Time Out is a brand of chocolate covered in wafer originally manufactured by Cadbury and first introduced in 1992. Mainly sold in pairs, it consists milk chocolate between two wafers, smothered in Dairy Milk milk chocolate. .. The chocolate bar is still continued and ran by Cadbury.

== History ==
The bar was sold in several countries around the world. It was introduced to Britain and Ireland in 1992, and then in Australia and New Zealand in 1995. The bar was originally sold under the slogan "the wafer break with a layer of Flake" and was called a "light snack" by Cadbury.

It was given a new look in 2010 with lighter blue packaging and was given a new slogan, "Everyone needs some Time Out", but shortly after reverted to the previously used dark-blue shade.

In February 2015, the company announced that production of Time Out would be transferred from Ireland to Poland. Sales of Time Out had been in decline for several years.

#### [Extracted information]

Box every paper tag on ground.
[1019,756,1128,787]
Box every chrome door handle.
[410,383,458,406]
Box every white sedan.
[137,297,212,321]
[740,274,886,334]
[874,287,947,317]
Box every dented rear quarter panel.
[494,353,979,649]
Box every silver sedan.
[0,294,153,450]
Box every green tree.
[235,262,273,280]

--

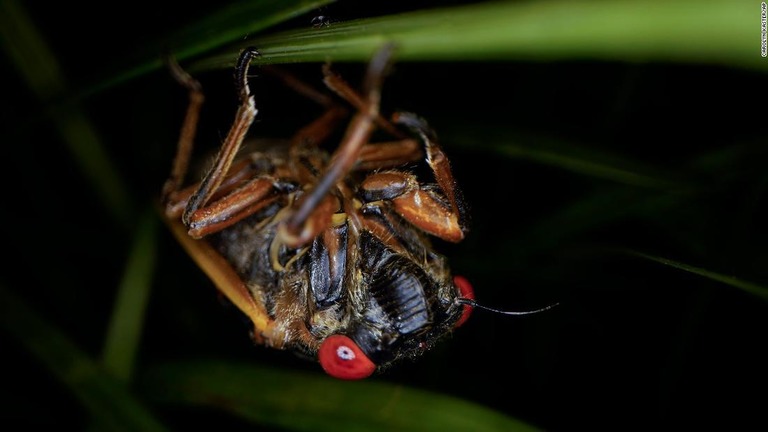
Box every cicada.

#### [Task statement]
Reproduce the passage on the Time Out chocolate bar in full, word for word.

#### [Task response]
Time Out is a brand of chocolate covered in wafer originally manufactured by Cadbury and first introduced in 1992. Mainly sold in pairs, it consists milk chocolate between two wafers, smothered in Dairy Milk milk chocolate. .. The chocolate bar is still continued and ran by Cadbury.

== History ==
The bar was sold in several countries around the world. It was introduced to Britain and Ireland in 1992, and then in Australia and New Zealand in 1995. The bar was originally sold under the slogan "the wafer break with a layer of Flake" and was called a "light snack" by Cadbury.

It was given a new look in 2010 with lighter blue packaging and was given a new slogan, "Everyone needs some Time Out", but shortly after reverted to the previously used dark-blue shade.

In February 2015, the company announced that production of Time Out would be transferred from Ireland to Poland. Sales of Time Out had been in decline for several years.